After that first workshop, “it was off to the races,” as Fogh says, adding that their clients have been featured in top magazines and even made presentations at the White House. “We knew we were onto something. We found that our work was deeply satisfying and since then the clients we’ve had that have stunned and amazed us. The more people that we meet, the more we see it’s a lot of the same issues that over and over again. Authenticity is magnetic and access to it is the most powerful thing a person can do.”

1. Why is your voice so important in terms of business success?

Voice is an oft overlooked piece of your personal brand. There is so much advice out there about how to dress and carry yourself but the sound of your voice and how you communicate is such a crucial piece of how you are seen in a board room. It goes also to the words you speak but there has to be real alignment in your physical presentation and the sound you are conveying. That’s what makes you charismatic, that’s what makes you believable, that’s what makes good rapport in the office. Your voice is your aural fingerprint. It represents everything you’ve ever experienced. Head, heart, body, the power when you connect, you see someone come alive. It’s like plugging in the Christmas tree.

2. How can a person be authentically themselves but still be seen as professional?

Any iteration of authenticity is a combination of you and your given circumstances. You cannot ignore your circumstances, but that doesn’t mean you have to be someone else. It means you have to be attuned what that environment is asking of you. Authenticity is such a buzzword that it’s become almost meaningless and people have a negative idea of it. It’s a fixed idea of “this is who I am and I don’t care.”

#### STORED DATA:
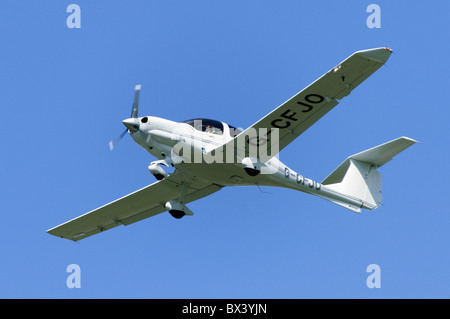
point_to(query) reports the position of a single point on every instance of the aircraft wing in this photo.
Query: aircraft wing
(144, 203)
(298, 113)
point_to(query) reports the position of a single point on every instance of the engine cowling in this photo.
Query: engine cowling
(157, 171)
(252, 166)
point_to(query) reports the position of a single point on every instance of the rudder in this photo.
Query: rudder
(358, 177)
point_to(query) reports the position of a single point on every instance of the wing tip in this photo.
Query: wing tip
(380, 55)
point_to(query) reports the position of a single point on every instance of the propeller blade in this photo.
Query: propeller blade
(134, 114)
(114, 142)
(137, 90)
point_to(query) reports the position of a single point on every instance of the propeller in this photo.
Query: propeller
(134, 114)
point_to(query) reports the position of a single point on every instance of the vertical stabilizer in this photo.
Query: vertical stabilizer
(358, 177)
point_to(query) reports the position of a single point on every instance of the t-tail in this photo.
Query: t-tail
(356, 183)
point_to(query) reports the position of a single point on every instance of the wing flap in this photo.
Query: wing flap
(146, 202)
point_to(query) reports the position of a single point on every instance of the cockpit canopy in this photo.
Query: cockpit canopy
(206, 125)
(211, 126)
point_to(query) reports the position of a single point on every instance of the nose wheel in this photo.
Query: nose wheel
(177, 213)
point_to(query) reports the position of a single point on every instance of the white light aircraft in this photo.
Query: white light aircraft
(226, 156)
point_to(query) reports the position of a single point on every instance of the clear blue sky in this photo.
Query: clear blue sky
(64, 93)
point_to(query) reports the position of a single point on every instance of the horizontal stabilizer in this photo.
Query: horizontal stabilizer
(377, 156)
(358, 177)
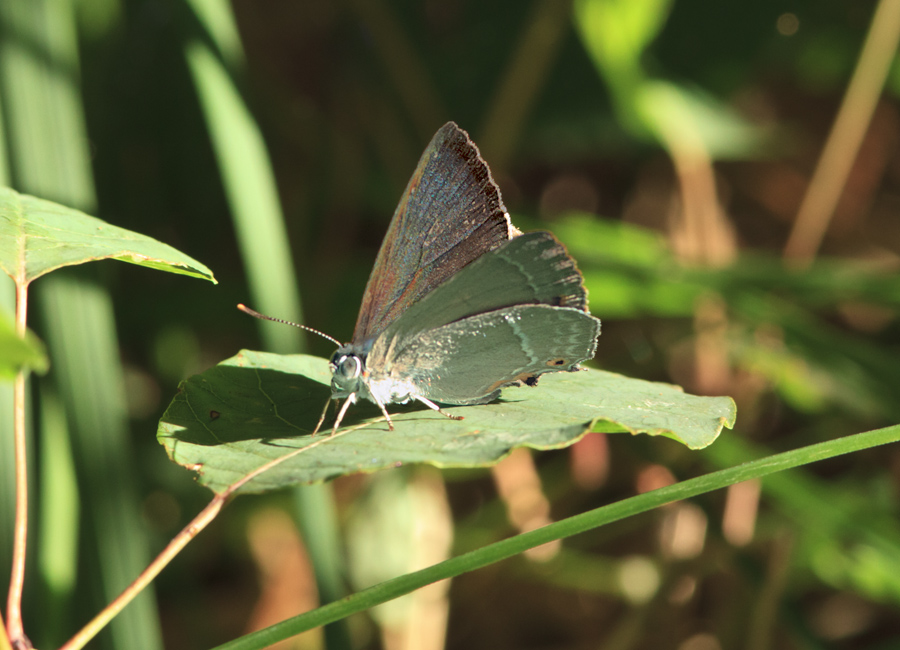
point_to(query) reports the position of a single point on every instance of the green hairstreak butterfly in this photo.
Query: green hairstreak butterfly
(460, 303)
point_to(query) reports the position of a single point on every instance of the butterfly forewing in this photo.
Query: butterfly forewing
(469, 361)
(450, 214)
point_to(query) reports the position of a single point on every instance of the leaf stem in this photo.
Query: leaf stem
(20, 532)
(850, 126)
(188, 533)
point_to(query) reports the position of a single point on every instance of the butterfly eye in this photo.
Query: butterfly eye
(349, 366)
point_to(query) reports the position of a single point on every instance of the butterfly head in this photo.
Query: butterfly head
(348, 368)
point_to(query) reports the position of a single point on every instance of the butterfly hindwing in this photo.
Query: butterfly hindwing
(469, 361)
(450, 214)
(533, 268)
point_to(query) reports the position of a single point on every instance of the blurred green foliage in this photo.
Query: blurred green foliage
(344, 96)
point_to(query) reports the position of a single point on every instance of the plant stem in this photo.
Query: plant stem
(189, 532)
(181, 540)
(846, 135)
(20, 533)
(4, 640)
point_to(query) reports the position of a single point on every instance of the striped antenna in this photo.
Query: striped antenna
(256, 314)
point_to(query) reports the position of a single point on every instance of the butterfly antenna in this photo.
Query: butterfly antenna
(256, 314)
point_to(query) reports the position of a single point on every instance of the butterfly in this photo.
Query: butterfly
(460, 303)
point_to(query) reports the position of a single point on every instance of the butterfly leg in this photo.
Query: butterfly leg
(435, 407)
(387, 415)
(340, 416)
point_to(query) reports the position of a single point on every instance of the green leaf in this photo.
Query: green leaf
(38, 236)
(256, 407)
(16, 353)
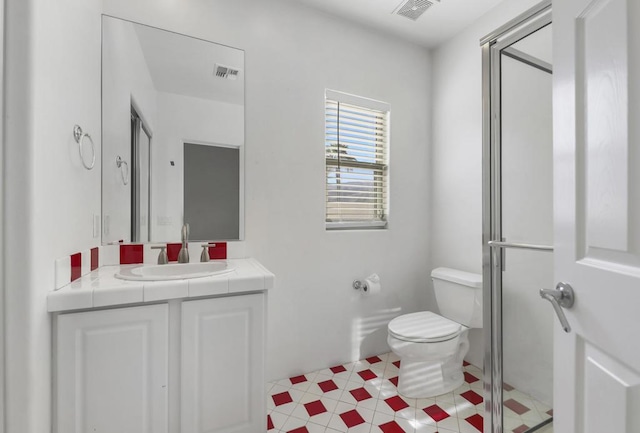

#### INSTRUCTIONS FOR THE TASK:
Write out the entire passage on voice and authenticity word for word. Work only from the passage on voice and authenticity, not from the entries.

#### ANSWER TO THIS TASK:
After that first workshop, “it was off to the races,” as Fogh says, adding that their clients have been featured in top magazines and even made presentations at the White House. “We knew we were onto something. We found that our work was deeply satisfying and since then the clients we’ve had that have stunned and amazed us. The more people that we meet, the more we see it’s a lot of the same issues that over and over again. Authenticity is magnetic and access to it is the most powerful thing a person can do.”

1. Why is your voice so important in terms of business success?

Voice is an oft overlooked piece of your personal brand. There is so much advice out there about how to dress and carry yourself but the sound of your voice and how you communicate is such a crucial piece of how you are seen in a board room. It goes also to the words you speak but there has to be real alignment in your physical presentation and the sound you are conveying. That’s what makes you charismatic, that’s what makes you believable, that’s what makes good rapport in the office. Your voice is your aural fingerprint. It represents everything you’ve ever experienced. Head, heart, body, the power when you connect, you see someone come alive. It’s like plugging in the Christmas tree.

2. How can a person be authentically themselves but still be seen as professional?

Any iteration of authenticity is a combination of you and your given circumstances. You cannot ignore your circumstances, but that doesn’t mean you have to be someone else. It means you have to be attuned what that environment is asking of you. Authenticity is such a buzzword that it’s become almost meaningless and people have a negative idea of it. It’s a fixed idea of “this is who I am and I don’t care.”